Named object pointing entries

----------------

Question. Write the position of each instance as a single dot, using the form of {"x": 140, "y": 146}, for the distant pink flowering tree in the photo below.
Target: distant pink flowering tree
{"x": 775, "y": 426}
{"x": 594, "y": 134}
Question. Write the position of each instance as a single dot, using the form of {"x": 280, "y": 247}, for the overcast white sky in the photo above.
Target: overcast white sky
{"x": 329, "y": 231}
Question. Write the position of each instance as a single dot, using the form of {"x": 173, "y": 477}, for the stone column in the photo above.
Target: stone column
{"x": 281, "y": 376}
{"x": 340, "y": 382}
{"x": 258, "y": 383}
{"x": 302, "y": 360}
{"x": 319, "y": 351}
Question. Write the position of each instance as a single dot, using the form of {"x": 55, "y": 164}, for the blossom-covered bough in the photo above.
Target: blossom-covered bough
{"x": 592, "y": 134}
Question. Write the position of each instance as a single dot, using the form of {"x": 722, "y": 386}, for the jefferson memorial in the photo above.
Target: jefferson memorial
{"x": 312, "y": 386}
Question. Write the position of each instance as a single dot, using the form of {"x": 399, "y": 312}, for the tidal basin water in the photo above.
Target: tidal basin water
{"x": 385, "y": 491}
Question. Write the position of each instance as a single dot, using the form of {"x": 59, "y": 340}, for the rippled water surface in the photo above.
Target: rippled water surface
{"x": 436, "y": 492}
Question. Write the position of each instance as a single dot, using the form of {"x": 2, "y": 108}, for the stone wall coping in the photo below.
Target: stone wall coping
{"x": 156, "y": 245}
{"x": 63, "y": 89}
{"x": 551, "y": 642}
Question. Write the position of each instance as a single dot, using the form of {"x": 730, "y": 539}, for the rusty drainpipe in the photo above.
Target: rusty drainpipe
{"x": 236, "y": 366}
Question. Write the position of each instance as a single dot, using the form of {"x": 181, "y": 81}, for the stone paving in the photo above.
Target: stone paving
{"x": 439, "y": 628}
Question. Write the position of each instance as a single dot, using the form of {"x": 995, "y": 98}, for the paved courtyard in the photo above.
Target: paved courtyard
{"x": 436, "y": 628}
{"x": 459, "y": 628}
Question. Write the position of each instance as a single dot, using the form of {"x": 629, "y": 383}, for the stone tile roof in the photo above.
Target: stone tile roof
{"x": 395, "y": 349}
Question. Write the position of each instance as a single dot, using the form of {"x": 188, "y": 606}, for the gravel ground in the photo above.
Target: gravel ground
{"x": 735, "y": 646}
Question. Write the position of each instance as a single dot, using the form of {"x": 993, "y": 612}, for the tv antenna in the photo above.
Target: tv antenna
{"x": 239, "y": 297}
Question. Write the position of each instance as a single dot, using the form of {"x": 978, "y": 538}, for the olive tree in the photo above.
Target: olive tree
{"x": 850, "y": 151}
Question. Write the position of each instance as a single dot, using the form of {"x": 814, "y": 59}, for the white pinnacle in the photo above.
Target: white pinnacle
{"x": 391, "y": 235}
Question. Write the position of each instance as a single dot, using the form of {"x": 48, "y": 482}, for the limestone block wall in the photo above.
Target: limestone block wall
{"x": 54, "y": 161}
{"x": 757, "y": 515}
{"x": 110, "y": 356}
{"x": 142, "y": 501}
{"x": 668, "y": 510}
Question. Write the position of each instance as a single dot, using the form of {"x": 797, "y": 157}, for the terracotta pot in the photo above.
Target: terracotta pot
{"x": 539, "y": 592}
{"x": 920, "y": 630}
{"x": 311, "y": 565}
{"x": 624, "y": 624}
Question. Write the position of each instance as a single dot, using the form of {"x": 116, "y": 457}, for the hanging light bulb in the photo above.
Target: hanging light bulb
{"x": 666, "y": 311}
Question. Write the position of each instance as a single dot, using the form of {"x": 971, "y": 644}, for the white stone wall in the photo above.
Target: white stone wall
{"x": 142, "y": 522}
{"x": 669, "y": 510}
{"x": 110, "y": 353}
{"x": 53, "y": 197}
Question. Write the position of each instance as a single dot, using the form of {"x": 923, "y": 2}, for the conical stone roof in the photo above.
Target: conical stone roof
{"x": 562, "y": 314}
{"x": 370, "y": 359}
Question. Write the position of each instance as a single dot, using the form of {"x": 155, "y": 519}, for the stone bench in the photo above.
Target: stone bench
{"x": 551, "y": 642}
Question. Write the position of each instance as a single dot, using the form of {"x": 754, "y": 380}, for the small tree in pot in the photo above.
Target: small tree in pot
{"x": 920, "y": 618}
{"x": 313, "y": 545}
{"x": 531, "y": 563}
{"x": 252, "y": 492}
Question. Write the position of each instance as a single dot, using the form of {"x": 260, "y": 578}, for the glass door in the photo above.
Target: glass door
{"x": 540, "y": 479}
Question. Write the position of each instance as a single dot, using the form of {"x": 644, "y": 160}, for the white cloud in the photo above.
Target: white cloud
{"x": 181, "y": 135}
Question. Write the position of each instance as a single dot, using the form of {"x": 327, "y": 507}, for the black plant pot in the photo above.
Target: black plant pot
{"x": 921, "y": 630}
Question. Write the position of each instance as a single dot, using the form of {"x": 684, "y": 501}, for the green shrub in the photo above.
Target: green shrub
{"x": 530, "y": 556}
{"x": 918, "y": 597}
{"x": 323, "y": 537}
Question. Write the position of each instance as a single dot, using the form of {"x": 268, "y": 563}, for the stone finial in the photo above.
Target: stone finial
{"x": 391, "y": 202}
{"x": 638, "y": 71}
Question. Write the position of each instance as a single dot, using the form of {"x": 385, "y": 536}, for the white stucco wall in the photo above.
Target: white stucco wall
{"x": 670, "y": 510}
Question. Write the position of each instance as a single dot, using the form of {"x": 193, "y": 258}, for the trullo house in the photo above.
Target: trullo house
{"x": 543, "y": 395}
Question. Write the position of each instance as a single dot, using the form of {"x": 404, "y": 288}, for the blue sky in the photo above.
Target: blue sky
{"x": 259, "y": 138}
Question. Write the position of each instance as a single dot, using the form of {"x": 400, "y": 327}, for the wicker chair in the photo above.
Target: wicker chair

----------------

▶ [DIRECTIONS FOR THIS TASK] Repeat the material above in full, keeping every word.

▶ [EXERCISE SOLUTION]
Question. Write the position of each instance as a single dot, using the form of {"x": 140, "y": 146}, for the distant pink flowering tree in the photo below.
Target: distant pink flowering tree
{"x": 775, "y": 426}
{"x": 594, "y": 134}
Question. Write the position of each instance as a single dot, using the form of {"x": 280, "y": 247}, for the overcast white sky in the photo above.
Target: overcast white sky
{"x": 329, "y": 231}
Question. Write the position of each instance as a single dot, using the form of {"x": 173, "y": 477}, for the stone column in the photo above.
Target: stone column
{"x": 281, "y": 376}
{"x": 340, "y": 382}
{"x": 258, "y": 383}
{"x": 302, "y": 360}
{"x": 319, "y": 351}
Question. Write the position of each instance as a single dot, using the form of {"x": 55, "y": 164}, for the blossom-covered bough in the photo above.
Target: blossom-covered bough
{"x": 592, "y": 134}
Question. Write the position of each instance as a single dot, using the form of {"x": 722, "y": 386}, for the jefferson memorial in the photo above.
Target: jefferson memorial
{"x": 312, "y": 386}
Question. Write the position of each instance as a single dot, using the form of {"x": 399, "y": 312}, for the tidal basin water in the photo above.
Target: tidal basin water
{"x": 385, "y": 491}
Question. Write the position of each instance as a single dot, using the form of {"x": 59, "y": 340}, for the rippled water surface in the photo above.
Target: rippled water surface
{"x": 436, "y": 492}
Question. Write the position of each instance as a single dot, using the form of {"x": 2, "y": 108}, for the stone wall coping in the photo below.
Target: stone wall coping
{"x": 156, "y": 245}
{"x": 63, "y": 89}
{"x": 551, "y": 642}
Question. Write the position of each instance as a single dot, using the form of {"x": 730, "y": 539}, for the rusty drainpipe in the photo above.
Target: rusty drainpipe
{"x": 236, "y": 366}
Question. Write the position of each instance as a single dot, using the form of {"x": 181, "y": 81}, for the stone paving in the photo above.
Target: stone paving
{"x": 439, "y": 628}
Question. Write the position of each instance as a single dot, using the form of {"x": 995, "y": 98}, for the paved courtyard in the photo above.
Target: paved courtyard
{"x": 436, "y": 628}
{"x": 459, "y": 628}
Question. Write the position of each instance as a single dot, using the form of {"x": 629, "y": 383}, for the stone tile roof in the photo above.
Target: stone tile roof
{"x": 395, "y": 349}
Question. Write the position of each instance as a single dot, using the form of {"x": 188, "y": 606}, for the gravel ground in the photo above.
Target: gravel ground
{"x": 735, "y": 646}
Question. Write the position of each instance as a single dot, using the form of {"x": 993, "y": 612}, for the tv antenna in the photo above.
Target: tv antenna
{"x": 239, "y": 297}
Question. Write the position of each instance as a single dot, using the form of {"x": 978, "y": 538}, for the olive tree in the photo above.
Target: olive tree
{"x": 850, "y": 151}
Question. Write the position of each instance as a single dot, using the form of {"x": 814, "y": 59}, for the white pinnacle in the photo above.
Target: white pinnacle
{"x": 391, "y": 235}
Question. Write the position of each instance as a single dot, using the form of {"x": 48, "y": 482}, for the limestone block wall in the photo above.
Target: limestone block wall
{"x": 54, "y": 161}
{"x": 757, "y": 515}
{"x": 110, "y": 356}
{"x": 142, "y": 501}
{"x": 668, "y": 510}
Question. Write the position of each instance as a single dot, using the form of {"x": 797, "y": 157}, for the terracotta pot in the photo above.
Target: terracotta pot
{"x": 539, "y": 592}
{"x": 920, "y": 630}
{"x": 311, "y": 565}
{"x": 624, "y": 624}
Question. Write the position of each instance as a single dot, using the form of {"x": 116, "y": 457}, for the hanging light bulb in the photo above.
Target: hanging light bulb
{"x": 666, "y": 311}
Question. Write the position of each instance as a single dot, using the form of {"x": 971, "y": 644}, for the white stone wall in the photo above.
Target: white stone wall
{"x": 142, "y": 522}
{"x": 669, "y": 510}
{"x": 110, "y": 353}
{"x": 53, "y": 197}
Question. Write the position of each instance as a single dot, using the form of {"x": 923, "y": 2}, for the conical stone roof in the photo above.
Target: conical stone roof
{"x": 562, "y": 314}
{"x": 370, "y": 359}
Question. Write the position of each instance as a single dot, using the form of {"x": 155, "y": 519}, for the stone bench in the photo above.
Target: stone bench
{"x": 551, "y": 642}
Question. Write the position of each instance as a single dot, using the form of {"x": 754, "y": 380}, for the small tree in pot in the photo above.
Target: small tree in pot
{"x": 920, "y": 618}
{"x": 313, "y": 545}
{"x": 531, "y": 563}
{"x": 252, "y": 492}
Question. Write the position of each instance as a single dot, using the form of {"x": 260, "y": 578}, for the glass door in the photo above.
Target: glass door
{"x": 540, "y": 479}
Question. Write the position of each instance as a single dot, using the form of {"x": 644, "y": 160}, for the white cloud in the photo above.
Target: white cloud
{"x": 181, "y": 135}
Question. Write the position of each instance as a single dot, using the form of {"x": 327, "y": 507}, for the black plant pot in the photo above.
Target: black plant pot
{"x": 921, "y": 630}
Question. Write the position of each instance as a single dot, using the form of {"x": 684, "y": 501}, for the green shrub in the photo above.
Target: green shrub
{"x": 530, "y": 556}
{"x": 918, "y": 597}
{"x": 323, "y": 537}
Question. Write the position of each instance as a single dot, using the form of {"x": 268, "y": 563}, for the stone finial in the photo above.
Target: stone finial
{"x": 391, "y": 202}
{"x": 638, "y": 71}
Question. Write the position of each instance as a single dot, using the form of {"x": 385, "y": 536}, for the white stucco wall in the photo above.
Target: white stucco wall
{"x": 670, "y": 510}
Question. Write the position of each instance as a single dot, using the form of {"x": 193, "y": 258}, for the trullo house in the photo above.
Target: trullo house
{"x": 543, "y": 395}
Question. Write the position of each instance as a single dot, using the form of {"x": 404, "y": 288}, for the blue sky in the photo above.
Target: blue sky
{"x": 259, "y": 138}
Question. Write the position of each instance as a single dot, using the form of {"x": 400, "y": 327}, for the wicker chair in the photo above.
Target: wicker chair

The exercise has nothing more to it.